* TASK STATEMENT:
Identify every line in the rows below that contains the word "fish", treating uppercase and lowercase as different, and copy each of those lines.

===== THE INPUT =====

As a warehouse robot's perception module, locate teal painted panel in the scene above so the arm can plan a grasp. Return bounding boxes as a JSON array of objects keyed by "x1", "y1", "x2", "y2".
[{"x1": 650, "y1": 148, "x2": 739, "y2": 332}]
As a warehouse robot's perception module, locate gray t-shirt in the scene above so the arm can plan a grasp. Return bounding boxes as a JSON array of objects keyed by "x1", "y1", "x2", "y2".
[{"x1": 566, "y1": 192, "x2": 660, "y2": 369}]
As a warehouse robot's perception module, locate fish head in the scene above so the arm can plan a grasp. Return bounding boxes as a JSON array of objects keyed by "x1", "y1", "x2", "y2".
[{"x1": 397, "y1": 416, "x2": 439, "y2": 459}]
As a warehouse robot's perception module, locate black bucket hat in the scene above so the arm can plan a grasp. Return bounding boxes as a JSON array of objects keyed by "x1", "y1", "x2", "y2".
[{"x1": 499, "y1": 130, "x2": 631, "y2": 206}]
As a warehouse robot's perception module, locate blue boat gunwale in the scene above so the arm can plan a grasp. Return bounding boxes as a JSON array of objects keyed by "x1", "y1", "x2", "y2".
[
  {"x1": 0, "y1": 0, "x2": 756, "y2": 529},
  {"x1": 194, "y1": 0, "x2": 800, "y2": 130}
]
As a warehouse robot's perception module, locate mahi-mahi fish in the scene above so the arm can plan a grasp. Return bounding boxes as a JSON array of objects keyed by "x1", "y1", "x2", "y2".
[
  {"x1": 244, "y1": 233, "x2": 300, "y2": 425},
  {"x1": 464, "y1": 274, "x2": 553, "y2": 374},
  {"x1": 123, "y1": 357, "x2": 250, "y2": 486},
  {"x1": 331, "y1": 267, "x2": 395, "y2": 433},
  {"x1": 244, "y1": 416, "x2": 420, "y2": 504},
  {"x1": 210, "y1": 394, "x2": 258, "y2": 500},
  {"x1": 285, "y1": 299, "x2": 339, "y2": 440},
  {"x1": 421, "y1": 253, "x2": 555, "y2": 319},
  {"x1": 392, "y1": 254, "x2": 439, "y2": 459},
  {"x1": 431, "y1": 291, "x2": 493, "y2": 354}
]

=====
===== THE INPUT =====

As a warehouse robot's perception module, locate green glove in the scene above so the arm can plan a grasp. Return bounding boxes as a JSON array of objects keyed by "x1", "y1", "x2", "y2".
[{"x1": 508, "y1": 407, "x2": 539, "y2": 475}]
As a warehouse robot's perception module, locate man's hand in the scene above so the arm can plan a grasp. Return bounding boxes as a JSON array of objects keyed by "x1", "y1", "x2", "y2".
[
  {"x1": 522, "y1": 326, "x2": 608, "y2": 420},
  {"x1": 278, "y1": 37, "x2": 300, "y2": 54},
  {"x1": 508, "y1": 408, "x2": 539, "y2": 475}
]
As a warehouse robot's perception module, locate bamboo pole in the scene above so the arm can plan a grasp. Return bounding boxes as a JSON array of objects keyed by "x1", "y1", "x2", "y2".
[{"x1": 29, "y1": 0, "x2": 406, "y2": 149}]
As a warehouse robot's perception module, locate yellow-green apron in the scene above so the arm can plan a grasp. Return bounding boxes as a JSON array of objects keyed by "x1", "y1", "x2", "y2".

=====

* ANSWER BELOW:
As a warehouse robot's perception module, locate fish head in the scene above so the arm can plan a grasp. Return bounding boxes as a JSON array of objects keyed by "x1", "y1", "x2", "y2".
As a warehouse robot's perception module, locate mahi-mahi fish in the scene above so the arm can plan a grasp. Return bounding boxes as a JSON array of objects keyed by "x1", "y1", "x2", "y2".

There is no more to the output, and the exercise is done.